**Written instruction A**
Please copy the blog post on a traveling preacher's pay from "That was a joke." to "a bit different." without changes.
**Written instruction B**
Count the lines of the records that contain the string "Your", matching case, and reply with the number alone.

─── Excerpted text ───

The Road Warrior: How Do You Get Paid?

Monday, February 18th, 2008

The simple answer to this question is that…I don’t. I preach for free and trust God to provide for my family through random strangers and $50 handshakes.

That was a joke.

It seems like anytime money is brought up, there is a natural tendency for some people to feel about as awkward as a Quaker at a gun show. But I have learned over the years that it is much easier to talk openly and honestly about money and remove the stigma right off the bat. And as a traveling preacher with no “church” supporting me, the issue of daily finances and a paycheck are a bit different.

The short answer is this; Crossroads Worldwide/Clayton King Ministries pays me a salary. That salary is set by my Board of Directors. For the first 15 years of my ministry, I lived from event to event and paid my bills based off what I got paid to preach. But we felt that in order to guard me personally from the trappings of wealth and the love of money, a stable and predictable income would allow me to say yes or no to invitations based on prayer, not the budget of the event. And Billy Graham always made a salary. That was all I needed to hear. On top of my salary, I also make some extra each year from the sales of my 7 Sermon Series box sets and my 4 books, as well as honorariums from public school assemblies and some other secular, non-religious events I speak at.

So then what about the churches, camps, retreats, conferences, and colleges I speak at? Once I have been invited to speak, I look over the request form and see what they have budgeted to pay a preacher for their event. I have always tried to work with people within their budget if it is an event that I feel suited for. If it is not a match for my spiritual gift as an evangelist and communicator, then I will decline the invitation and recommend a trusted friend or another Crossroads speaker for them to consider.

Most churches, colleges or events pay a flat honorarium. Sometimes they will also receive a love offering and that goes back to Crossroads unless they give it directly to me with instructions to use it for my family, a mission trip, a nice date with my wife, etc. We also ask that they cover expenses like hotel reservations, airline tickets, or mileage if I drive. We never want to be a financial burden on those we go to serve, and I have personally seen speakers or bands charge exorbitant amounts that have so stressed the host that nobody really cared about people hearing the gospel and being saved because everyone was so stressed out about paying the artist or the preacher. I pray that I never become that guy.

─── Data extract ───

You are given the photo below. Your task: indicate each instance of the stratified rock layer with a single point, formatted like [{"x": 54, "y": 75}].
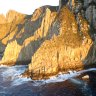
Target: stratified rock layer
[{"x": 65, "y": 51}]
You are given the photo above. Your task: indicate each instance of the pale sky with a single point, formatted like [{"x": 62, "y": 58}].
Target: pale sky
[{"x": 24, "y": 6}]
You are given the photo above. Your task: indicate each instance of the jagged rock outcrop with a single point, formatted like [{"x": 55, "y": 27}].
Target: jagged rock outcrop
[
  {"x": 32, "y": 33},
  {"x": 8, "y": 27},
  {"x": 52, "y": 40},
  {"x": 63, "y": 52}
]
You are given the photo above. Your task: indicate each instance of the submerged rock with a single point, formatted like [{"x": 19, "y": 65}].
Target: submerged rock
[{"x": 52, "y": 40}]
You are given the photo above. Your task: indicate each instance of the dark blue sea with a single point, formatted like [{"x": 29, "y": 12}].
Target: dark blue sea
[{"x": 13, "y": 84}]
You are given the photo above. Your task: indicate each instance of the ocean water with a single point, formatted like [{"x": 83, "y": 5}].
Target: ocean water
[{"x": 12, "y": 84}]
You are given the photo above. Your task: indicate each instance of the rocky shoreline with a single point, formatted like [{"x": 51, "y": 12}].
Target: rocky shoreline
[{"x": 53, "y": 39}]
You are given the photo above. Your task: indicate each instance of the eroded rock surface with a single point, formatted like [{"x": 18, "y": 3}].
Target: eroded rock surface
[{"x": 52, "y": 40}]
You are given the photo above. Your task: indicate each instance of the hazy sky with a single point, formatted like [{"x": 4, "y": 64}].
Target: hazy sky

───

**Correct response A**
That was a joke.

It seems like anytime money is brought up, there is a natural tendency for some people to feel about as awkward as a Quaker at a gun show. But I have learned over the years that it is much easier to talk openly and honestly about money and remove the stigma right off the bat. And as a traveling preacher with no “church” supporting me, the issue of daily finances and a paycheck are a bit different.

**Correct response B**
9